[Document segment]

Sunday, February 8, 2015

Beaver Tail and Bacon Baked Beans

I cooked beaver tail once before and found it quite unappetizing. However, I've been thinking about ways to prepare it differently to make it more palatable and even enjoyable. The biggest draw-back to beaver tail is the weird Styrofoam-like texture, and that without any real flavor.   

I decided to try and remedy those problems in several ways. First, instead of boiling the beaver tail, I would cut it into small pieces and fry it with bacon and added smoked salt. The hope was that frying it would break down the texture, even melt it a bit, into something that felt less artificial. Second, the smoky salt and bacon fat would infuse the beaver tail with flavor. And third, I would add it to some baked beans with the intent of making the beaver tail a secondary ingredient instead of the main event. 
Beaver tail on a grill.
This beaver tail was a little smaller than the one I had last time. I heated up our outdoor gas grill to high and put the tail on the grill right above the fire. I let the outer layer bubble up on both sides, but should have left it on a little longer. Portions of the outer tail peeled off, but other portions were tough to separate and I had to resort to kitchen shears and some scraping with a sharp knife to get the inner meat (fat) off. With a longer cooking time, the tail separates more easily. 
The tail has started to bubble and curl. 
Some portions of the outer tail came off easily.
Some portions of the outer layer were difficult to remove.
Pieces of the inner tail meatt had to be scraped off with a knife, like that above.
Using kitchen shears the inner tail meat was cut into small pieces. The tail bone that extends into the tail was difficult to trim meat away from, so I ultimately put it into the pot with the cut up meat.

[Collected data]
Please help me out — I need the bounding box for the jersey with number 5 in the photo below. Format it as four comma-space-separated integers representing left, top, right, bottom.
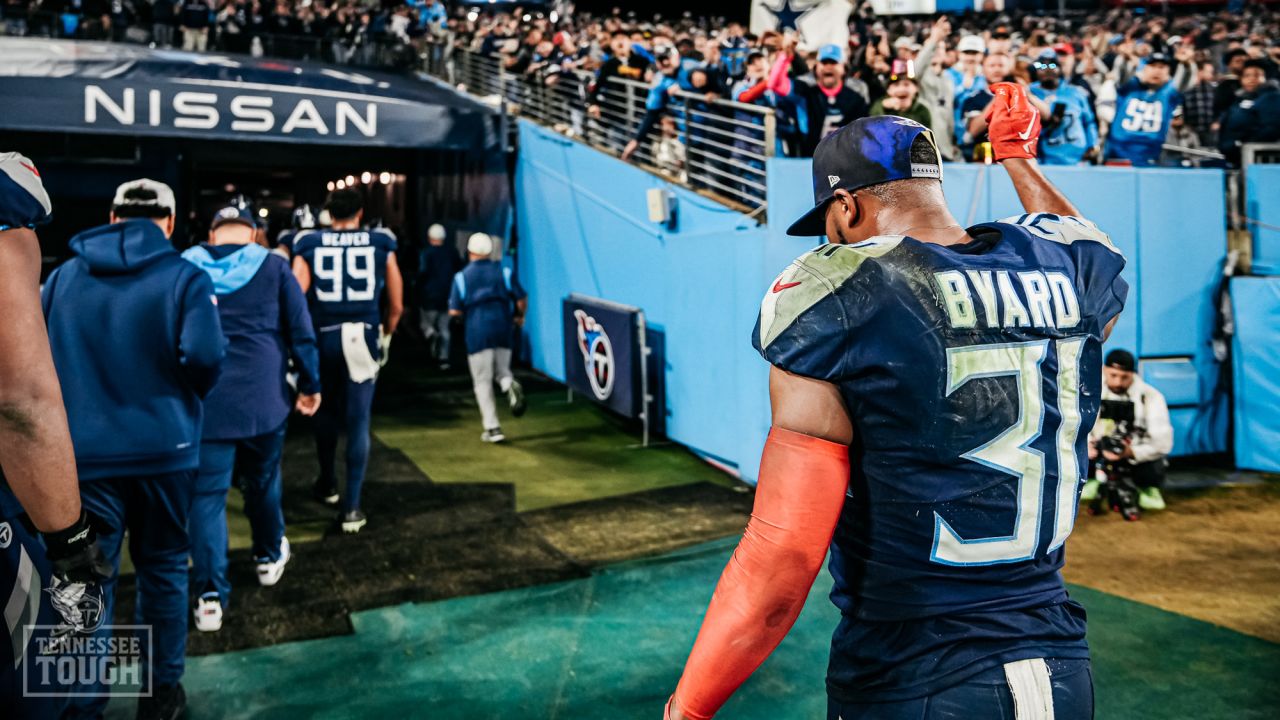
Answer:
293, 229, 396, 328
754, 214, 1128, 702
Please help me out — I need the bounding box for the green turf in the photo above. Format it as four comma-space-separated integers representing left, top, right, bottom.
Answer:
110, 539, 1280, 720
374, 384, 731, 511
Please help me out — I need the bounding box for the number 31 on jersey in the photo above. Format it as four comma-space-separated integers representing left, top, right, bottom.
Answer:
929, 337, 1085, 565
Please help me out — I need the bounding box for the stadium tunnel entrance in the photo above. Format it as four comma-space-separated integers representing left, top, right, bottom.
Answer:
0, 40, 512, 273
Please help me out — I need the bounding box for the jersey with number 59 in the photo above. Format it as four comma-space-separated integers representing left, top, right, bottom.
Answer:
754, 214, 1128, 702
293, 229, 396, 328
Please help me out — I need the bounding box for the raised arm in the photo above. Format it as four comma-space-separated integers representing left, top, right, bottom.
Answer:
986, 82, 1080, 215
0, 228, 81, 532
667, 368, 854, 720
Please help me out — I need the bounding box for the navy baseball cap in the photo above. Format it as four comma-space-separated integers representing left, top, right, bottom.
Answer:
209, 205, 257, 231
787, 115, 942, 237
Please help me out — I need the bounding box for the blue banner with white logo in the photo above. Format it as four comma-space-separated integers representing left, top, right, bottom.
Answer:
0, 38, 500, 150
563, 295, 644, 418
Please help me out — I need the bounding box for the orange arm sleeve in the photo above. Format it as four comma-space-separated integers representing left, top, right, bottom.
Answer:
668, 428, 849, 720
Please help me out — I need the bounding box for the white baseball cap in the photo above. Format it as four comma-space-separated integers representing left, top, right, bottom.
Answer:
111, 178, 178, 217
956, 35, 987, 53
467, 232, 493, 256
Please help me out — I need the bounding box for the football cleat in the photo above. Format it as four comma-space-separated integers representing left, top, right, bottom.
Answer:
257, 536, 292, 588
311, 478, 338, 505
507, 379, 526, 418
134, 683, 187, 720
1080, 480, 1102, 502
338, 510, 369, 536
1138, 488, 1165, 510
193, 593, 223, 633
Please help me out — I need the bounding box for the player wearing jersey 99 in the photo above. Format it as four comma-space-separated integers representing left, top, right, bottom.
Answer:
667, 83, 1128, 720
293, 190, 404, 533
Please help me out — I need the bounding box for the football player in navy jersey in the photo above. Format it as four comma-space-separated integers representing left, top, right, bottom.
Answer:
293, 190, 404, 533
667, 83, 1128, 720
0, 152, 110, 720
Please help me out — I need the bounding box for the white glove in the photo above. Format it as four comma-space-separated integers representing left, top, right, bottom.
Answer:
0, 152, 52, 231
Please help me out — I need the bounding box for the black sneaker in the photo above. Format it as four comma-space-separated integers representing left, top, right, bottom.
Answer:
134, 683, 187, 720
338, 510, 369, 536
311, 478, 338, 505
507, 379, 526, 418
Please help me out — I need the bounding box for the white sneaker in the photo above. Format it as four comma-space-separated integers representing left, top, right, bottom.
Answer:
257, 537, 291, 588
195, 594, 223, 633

[Jobs]
A. Repeat the passage of the beaver tail cooking post that runs from "Beaver Tail and" up to and including "on a grill.", word for word.
B. Identify every line in the entries that contains the string "navy", and copy each such line in full. Case counts.

[Solutions in order]
A.
Beaver Tail and Bacon Baked Beans

I cooked beaver tail once before and found it quite unappetizing. However, I've been thinking about ways to prepare it differently to make it more palatable and even enjoyable. The biggest draw-back to beaver tail is the weird Styrofoam-like texture, and that without any real flavor.   

I decided to try and remedy those problems in several ways. First, instead of boiling the beaver tail, I would cut it into small pieces and fry it with bacon and added smoked salt. The hope was that frying it would break down the texture, even melt it a bit, into something that felt less artificial. Second, the smoky salt and bacon fat would infuse the beaver tail with flavor. And third, I would add it to some baked beans with the intent of making the beaver tail a secondary ingredient instead of the main event. 
Beaver tail on a grill.

B.
Please help me out — I need the bounding box for the navy baseball cap in the photo above. Format it as four comma-space-separated integers representing left, top, right, bottom.
Please help me out — I need the bounding box for the football player in navy jersey in the photo above. Format it as four comma-space-separated integers representing left, top, right, bottom.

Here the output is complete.